**Work to do:** Starting at the line that contains "For every instance of the man's head" and ending at the last of the items, rewrite those lines with the request line included. Multiply each coordinate in the answers by 1.9 and round to whole numbers, with halves rounding up.

:: Record excerpts

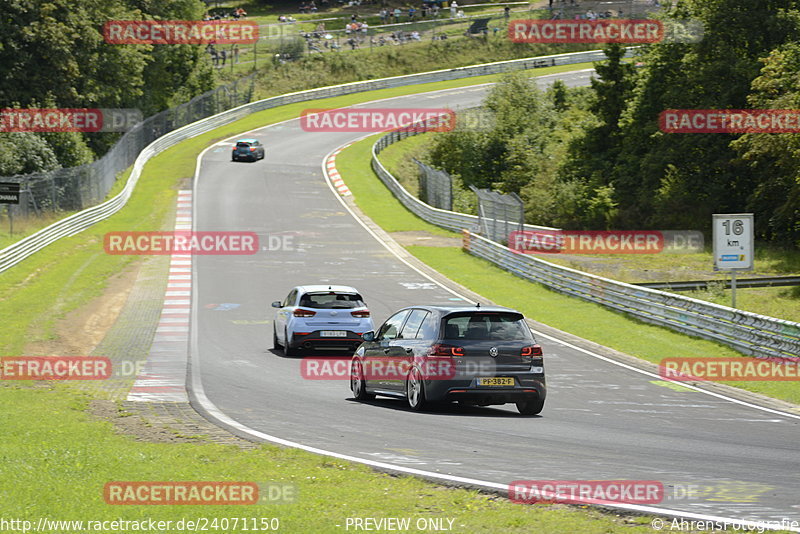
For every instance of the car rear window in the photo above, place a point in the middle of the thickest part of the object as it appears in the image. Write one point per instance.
(495, 326)
(331, 300)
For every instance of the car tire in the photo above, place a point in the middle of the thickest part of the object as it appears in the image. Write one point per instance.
(533, 407)
(357, 383)
(415, 391)
(288, 351)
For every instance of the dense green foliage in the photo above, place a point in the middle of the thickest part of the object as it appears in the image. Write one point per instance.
(52, 54)
(599, 160)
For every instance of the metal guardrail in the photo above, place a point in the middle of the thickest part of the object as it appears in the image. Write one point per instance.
(78, 222)
(451, 220)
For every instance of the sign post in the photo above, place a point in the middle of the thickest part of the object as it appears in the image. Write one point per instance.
(9, 194)
(733, 245)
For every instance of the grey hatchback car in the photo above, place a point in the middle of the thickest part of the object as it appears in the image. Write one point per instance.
(474, 355)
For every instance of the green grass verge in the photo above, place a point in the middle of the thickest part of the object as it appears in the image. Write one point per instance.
(56, 458)
(587, 320)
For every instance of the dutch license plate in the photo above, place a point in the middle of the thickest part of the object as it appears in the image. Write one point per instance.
(333, 333)
(496, 381)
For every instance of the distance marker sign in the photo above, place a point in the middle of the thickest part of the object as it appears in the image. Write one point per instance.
(733, 242)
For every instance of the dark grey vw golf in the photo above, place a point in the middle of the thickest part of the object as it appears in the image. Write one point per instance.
(429, 354)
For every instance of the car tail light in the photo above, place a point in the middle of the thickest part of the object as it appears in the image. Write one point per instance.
(442, 350)
(530, 352)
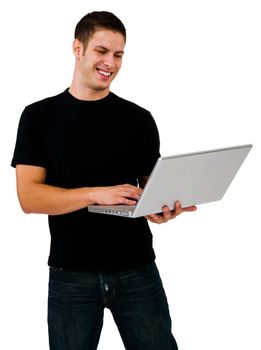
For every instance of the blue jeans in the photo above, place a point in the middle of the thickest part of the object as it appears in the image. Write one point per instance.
(135, 297)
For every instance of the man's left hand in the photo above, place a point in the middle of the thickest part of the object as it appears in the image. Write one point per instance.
(167, 214)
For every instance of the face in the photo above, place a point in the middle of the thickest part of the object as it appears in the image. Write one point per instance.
(101, 62)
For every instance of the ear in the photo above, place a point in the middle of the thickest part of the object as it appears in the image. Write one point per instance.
(77, 48)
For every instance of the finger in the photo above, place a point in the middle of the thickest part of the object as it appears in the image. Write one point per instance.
(166, 213)
(191, 208)
(154, 218)
(178, 208)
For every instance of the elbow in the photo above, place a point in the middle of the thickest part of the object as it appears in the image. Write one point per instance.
(26, 208)
(26, 204)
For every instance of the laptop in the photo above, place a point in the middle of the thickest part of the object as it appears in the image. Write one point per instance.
(192, 178)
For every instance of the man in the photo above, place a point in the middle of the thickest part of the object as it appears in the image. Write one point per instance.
(84, 146)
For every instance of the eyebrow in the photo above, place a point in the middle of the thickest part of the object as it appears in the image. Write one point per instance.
(105, 48)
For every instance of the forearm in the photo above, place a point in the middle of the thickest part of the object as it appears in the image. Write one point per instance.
(46, 199)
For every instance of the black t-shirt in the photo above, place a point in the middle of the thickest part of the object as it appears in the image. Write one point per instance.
(106, 142)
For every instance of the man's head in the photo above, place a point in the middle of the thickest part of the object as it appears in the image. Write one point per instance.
(98, 48)
(94, 21)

::::

**Result for this task:**
For every instance of the man's head in the photo above, place a point in the middle of the thickest part of the object as it appears in the image. Write one point per instance.
(186, 91)
(179, 40)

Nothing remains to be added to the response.